Return verbatim the run of lines that opens with the line holding "Please trace the outline of every instance of the window." and closes with the last line of the records.

(Outline entries for images)
__________
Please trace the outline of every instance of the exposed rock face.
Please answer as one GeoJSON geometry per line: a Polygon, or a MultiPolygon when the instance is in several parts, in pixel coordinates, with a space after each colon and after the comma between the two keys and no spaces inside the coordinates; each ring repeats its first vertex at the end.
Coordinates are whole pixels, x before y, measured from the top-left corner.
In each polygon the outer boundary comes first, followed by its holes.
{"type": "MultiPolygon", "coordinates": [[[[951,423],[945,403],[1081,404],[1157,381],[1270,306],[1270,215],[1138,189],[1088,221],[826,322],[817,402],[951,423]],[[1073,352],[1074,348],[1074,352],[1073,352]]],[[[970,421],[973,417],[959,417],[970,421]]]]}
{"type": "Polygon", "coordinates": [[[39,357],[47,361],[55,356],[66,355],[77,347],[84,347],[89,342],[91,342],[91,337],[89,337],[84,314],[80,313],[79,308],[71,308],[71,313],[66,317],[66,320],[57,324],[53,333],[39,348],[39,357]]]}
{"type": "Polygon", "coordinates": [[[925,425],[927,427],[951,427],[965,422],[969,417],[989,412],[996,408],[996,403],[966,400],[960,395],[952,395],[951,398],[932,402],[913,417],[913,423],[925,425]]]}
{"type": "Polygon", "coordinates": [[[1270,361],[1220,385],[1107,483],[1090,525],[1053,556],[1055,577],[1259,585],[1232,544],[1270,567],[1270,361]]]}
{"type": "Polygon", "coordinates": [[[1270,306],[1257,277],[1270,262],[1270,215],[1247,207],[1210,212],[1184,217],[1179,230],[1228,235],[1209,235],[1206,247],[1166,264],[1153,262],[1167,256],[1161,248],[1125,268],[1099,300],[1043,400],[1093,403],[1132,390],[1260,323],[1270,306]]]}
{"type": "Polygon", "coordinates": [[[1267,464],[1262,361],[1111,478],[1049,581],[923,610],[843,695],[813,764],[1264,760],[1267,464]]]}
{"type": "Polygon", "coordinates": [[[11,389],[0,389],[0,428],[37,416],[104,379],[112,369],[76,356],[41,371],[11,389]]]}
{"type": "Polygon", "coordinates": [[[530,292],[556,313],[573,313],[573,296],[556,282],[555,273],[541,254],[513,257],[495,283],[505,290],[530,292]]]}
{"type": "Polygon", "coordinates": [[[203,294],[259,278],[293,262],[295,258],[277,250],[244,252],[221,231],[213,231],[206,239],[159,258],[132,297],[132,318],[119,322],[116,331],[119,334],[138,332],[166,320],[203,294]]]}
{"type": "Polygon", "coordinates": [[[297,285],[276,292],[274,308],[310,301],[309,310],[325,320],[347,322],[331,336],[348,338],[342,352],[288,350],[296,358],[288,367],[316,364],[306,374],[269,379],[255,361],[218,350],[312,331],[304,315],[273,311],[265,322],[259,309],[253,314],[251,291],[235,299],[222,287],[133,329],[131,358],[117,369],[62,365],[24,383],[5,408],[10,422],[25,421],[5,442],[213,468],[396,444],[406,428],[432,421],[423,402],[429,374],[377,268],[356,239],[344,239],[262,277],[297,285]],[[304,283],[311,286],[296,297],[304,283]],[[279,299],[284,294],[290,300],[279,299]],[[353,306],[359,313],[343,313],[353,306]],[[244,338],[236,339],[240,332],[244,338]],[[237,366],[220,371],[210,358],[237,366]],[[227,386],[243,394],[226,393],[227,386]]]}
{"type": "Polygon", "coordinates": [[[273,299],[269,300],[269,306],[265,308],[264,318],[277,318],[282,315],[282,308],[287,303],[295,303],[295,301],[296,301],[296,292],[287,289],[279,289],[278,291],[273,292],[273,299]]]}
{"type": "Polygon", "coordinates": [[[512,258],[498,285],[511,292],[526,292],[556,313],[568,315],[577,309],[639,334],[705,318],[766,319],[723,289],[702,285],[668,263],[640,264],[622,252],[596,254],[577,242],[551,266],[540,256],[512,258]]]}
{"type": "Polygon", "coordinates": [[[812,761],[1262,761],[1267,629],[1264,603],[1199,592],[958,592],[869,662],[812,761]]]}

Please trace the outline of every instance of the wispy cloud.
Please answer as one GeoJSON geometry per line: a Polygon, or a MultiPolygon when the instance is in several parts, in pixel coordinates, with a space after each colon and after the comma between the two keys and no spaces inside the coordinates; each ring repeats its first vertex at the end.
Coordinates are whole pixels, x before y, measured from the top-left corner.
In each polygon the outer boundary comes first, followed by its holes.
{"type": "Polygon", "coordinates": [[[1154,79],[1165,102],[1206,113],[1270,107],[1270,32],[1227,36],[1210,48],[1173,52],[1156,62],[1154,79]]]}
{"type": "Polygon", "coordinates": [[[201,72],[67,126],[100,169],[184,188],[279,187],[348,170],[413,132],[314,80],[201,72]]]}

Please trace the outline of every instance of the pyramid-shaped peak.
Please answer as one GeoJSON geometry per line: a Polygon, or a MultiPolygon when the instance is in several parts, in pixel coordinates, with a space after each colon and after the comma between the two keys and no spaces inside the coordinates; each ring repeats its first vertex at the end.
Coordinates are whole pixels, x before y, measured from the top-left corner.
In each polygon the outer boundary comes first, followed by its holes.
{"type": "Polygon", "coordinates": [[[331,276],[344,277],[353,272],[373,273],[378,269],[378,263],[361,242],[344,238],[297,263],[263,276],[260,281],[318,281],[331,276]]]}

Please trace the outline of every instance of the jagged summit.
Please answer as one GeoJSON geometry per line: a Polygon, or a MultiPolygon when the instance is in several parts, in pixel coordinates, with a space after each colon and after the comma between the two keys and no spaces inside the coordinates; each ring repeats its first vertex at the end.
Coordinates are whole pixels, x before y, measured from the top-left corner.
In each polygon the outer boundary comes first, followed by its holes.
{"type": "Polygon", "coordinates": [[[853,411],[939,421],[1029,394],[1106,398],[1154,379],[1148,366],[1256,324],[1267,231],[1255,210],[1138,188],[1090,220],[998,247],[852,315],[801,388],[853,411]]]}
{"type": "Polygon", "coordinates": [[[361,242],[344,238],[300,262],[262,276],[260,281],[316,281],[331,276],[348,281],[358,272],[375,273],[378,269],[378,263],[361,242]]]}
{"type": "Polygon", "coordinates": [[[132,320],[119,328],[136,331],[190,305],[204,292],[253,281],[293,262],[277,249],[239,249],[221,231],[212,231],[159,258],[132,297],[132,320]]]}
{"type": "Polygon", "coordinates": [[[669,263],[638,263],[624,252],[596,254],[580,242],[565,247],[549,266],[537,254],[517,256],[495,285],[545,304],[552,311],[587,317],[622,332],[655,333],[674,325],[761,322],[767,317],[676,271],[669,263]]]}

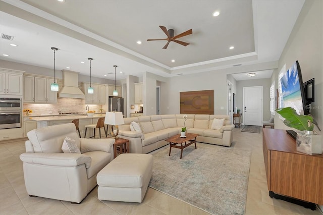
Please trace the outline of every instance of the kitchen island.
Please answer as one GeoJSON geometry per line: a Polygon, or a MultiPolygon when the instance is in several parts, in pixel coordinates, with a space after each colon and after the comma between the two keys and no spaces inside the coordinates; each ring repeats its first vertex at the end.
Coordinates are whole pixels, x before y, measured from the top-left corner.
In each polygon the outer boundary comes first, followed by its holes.
{"type": "MultiPolygon", "coordinates": [[[[105,117],[105,114],[96,114],[93,117],[88,116],[86,114],[72,114],[67,115],[56,115],[56,116],[26,116],[24,117],[24,123],[33,123],[34,127],[32,126],[24,126],[25,128],[30,128],[34,129],[35,128],[43,128],[55,125],[59,125],[66,123],[71,123],[74,120],[78,119],[79,120],[79,128],[82,137],[83,138],[85,131],[85,126],[87,125],[96,124],[97,120],[101,117],[105,117]],[[35,125],[36,123],[36,125],[35,125]]],[[[25,129],[24,136],[27,136],[27,133],[30,130],[25,129]]],[[[92,129],[88,129],[86,132],[86,138],[92,136],[93,131],[92,129]]],[[[99,132],[95,132],[96,138],[99,138],[99,132]]],[[[105,134],[102,129],[101,131],[101,137],[105,137],[105,134]]]]}

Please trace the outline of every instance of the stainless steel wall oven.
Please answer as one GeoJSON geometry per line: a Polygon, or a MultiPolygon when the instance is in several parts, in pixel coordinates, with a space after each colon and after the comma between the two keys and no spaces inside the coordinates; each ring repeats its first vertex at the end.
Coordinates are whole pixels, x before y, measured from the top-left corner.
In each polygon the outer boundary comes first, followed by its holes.
{"type": "Polygon", "coordinates": [[[21,99],[0,98],[0,129],[21,127],[21,99]]]}

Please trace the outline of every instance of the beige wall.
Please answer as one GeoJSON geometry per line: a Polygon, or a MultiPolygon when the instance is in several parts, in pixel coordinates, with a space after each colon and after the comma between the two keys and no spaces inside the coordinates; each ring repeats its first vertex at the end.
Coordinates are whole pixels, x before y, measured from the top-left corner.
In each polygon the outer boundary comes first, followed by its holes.
{"type": "MultiPolygon", "coordinates": [[[[272,77],[272,81],[278,82],[278,73],[284,64],[287,70],[298,61],[303,81],[315,78],[315,100],[312,103],[314,107],[312,115],[321,128],[323,128],[323,99],[320,96],[323,91],[322,4],[321,0],[305,1],[279,61],[278,69],[272,77]]],[[[290,129],[284,124],[278,114],[275,116],[275,128],[290,129]]]]}

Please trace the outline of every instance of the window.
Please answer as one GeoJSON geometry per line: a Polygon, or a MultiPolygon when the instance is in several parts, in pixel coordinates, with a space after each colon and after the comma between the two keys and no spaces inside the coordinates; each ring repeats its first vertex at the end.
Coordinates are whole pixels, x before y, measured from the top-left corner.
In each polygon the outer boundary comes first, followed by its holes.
__________
> **Task result**
Please trace the outline of every instance of the window.
Please answer as one GeoJSON geometry per line: a Polygon, or a MultiPolygon when the instance is in several parts, in pixel coordinates, with a space after each colon and after the comma between the two keys and no spaces inside the coordinates; each ring repeats its first vertex at the end.
Coordinates are whole pixels, x before y, measured from the top-left corner.
In each polygon the outer boundary comes first, followed by its holes.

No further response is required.